## [Письменное задание 1]
Ответьте по тексту о средствах связи:
(a) Какие изобретения, по словам автора, обойдены стороной?
(b) Куда забегали журналисты, чтобы расспросить комиссаров и инспекторов?
(c) Где репортеры стали собираться, чтобы обмениваться новостями?
## [Письменное задание 2]
Верны ли по тексту о средствах связи эти утверждения? Ответьте «да» или «нет» и приведите решающие слова текста.
(a) Книга посвящена средствам информации, а не средствам связи.
(b) У более богатых газет были свои корреспонденты в других странах.
(c) Владельцы заведений, где собирались репортеры, были этим недовольны.
## [Письменное задание 3]
Напишите продолжение текста о средствах связи, начиная сразу после его последнего предложения.

## [Фрагмент текста]

⁂

Вот и все, что я хотел рассказать вам о почте. Это только несколько интересных фактов из ее обширной истории. Если вы хотите узнать больше о прошлом почты и о ее будущем, нет ничего проще! Зайдите в почтовые музеи, посетите выставки, почитайте книги — вы не пожалеете, уверяю вас!

 

Приближаемся к концу

Вы познакомились с историей изобретений, с помощью которых передают сообщения туда, где не слышно голоса.

Мы говорили о сигналах, о разных видах телеграфии, о телефонии и о почте.

Правда, мы обошли стороной радио и телевидение, не говоря уже о таких достижениях современной техники, как цветное и пластическое телевидение.

Но ведь наша книга посвящена средствам связи, а не средствам информации, хотя они очень близки; зачастую средство связи может служить средством информации и наоборот. Невозможно рассказать обо всем в одной книге: и о телеграфе, и о почте, и о радиотехнике, и о телевидении. Ведь если бы написать подробную историю средств связи, получилось бы несколько толстых томов.

Давайте останемся верными средствам связи и совершим небольшую прогулку туда, где без них не обойтись — в агентство печати.

Что такое агентство печати и телеграфное агентство? Замечательное изобретение! Бедняги-журналисты еще несколько десятилетий тому назад в поте лица разыскивали различные сообщения для своих читателей. Журналисты забегали в уголовную полицию и расспрашивали комиссаров, инспекторов, полицейских, не произошло ли ограбления банка, не совершил ли кто-нибудь крупную кражу или даже убийство. Потом журналисты бежали в суд слушать судебные процессы, — может быть, какое-нибудь «дело» заинтересует читателей. Где только не приходилось бывать журналистам: и на театральных премьерах, и на концертах, и на спортивных состязаниях! Словом, повсюду, где можно было разузнать о последних событиях. Газеты побогаче имели своих корреспондентов в других странах. Они делали то же самое, что и остальные журналисты. «Раздобыв» какую-нибудь новость, корреспонденты сообщали о ней по телеграфу или по телефону в редакцию своей газеты.

Люди долго довольствовались этим способом получения информации. Ведь ничего особенного в мире не происходило: спутники не летали, никто не отмечал спортивных рекордов, государственные деятели лишь изредка встречались друг с другом. Но вскоре жизнь на земном шаре стала более бурной, каждую минуту где-нибудь что-нибудь да происходило. Журналисты обрадовались — конец затишью! Но как получать информации о событиях?

И вот репортеры создали свои «биржи информации». Другого выхода у них не было.

Репортеры стали собираться в кафе, ресторанах, пивных и обмениваться новостями. Владельцы этих заведений тоже были довольны, — ведь их доходы росли не по дням, а по часам. И вскоре деловым людям пришла в голову блестящая мысль: а что, если продавать информации? Наладить связь с различными учреждениями, со всеми городами, со всеми странами… Редакции газет и журналов могли стать «заказчиками»; каждое утро редакторы находили бы на своих письменных столах самые последние, самые «свежие» новости.

⁂

## [Фрагмент данных]
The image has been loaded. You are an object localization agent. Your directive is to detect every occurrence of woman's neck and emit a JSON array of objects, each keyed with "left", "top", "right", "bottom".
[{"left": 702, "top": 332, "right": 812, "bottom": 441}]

⁂

## [Ответ 1]
(a) Радио и телевидение.
(b) В уголовную полицию.
(c) В кафе, ресторанах и пивных.

## [Ответ 2]
(a) Нет: «наша книга посвящена средствам связи, а не средствам информации».
(b) Да: «Газеты побогаче имели своих корреспондентов в других странах».
(c) Нет: «Владельцы этих заведений тоже были довольны».

## [Ответ 3]
Пусть выберут и опубликуют то, что заинтересует их читателей.

Агентства печати росли, как грибы после дождя, вскоре они стали контролировать всю прессу. Так, например, самая большая «фабрика по производству информаций» — агентство «Ассошиэйтед пресс» в США передает сообщения в редакции 7 000 газет и журналов, на радиостанции и в телецентры. По сути дела, почти вся информация поступает в США от 25 000 иностранных корреспондентов этого агентства.

Роль агентств печати все время возрастает. Они информируют читателей своего государства о событиях за рубежом и направляют во все концы света информацию о том, что произошло в их стране. Конечно, они посылают эти сообщения не по почте, и не с курьером, и даже не на реактивном самолете. Если информация устареет, она теряет свою цену. И поэтому именно в агентствах печати мы находим самые современные средства связи.

В последнее время у работников агентств печати появилась новая забота — передача изображений. Газеты хотят получить не только сообщения о событиях, но и фотоснимки. Так что теперь агентства печати обмениваются не только информациями, но и фотоматериалом.

Как же происходит этот обмен?

Так же, как раньше на «бирже» репортеров? Приходят туда репортеры с туго набитыми портфелями, раскладывают на столе статьи и фотографии, а редакторы отбирают то, что им нужно?

Нет, какой уж там портфель!

Знаете, что? Давайте вернемся к началу нашей главы и зайдем в агентство печати.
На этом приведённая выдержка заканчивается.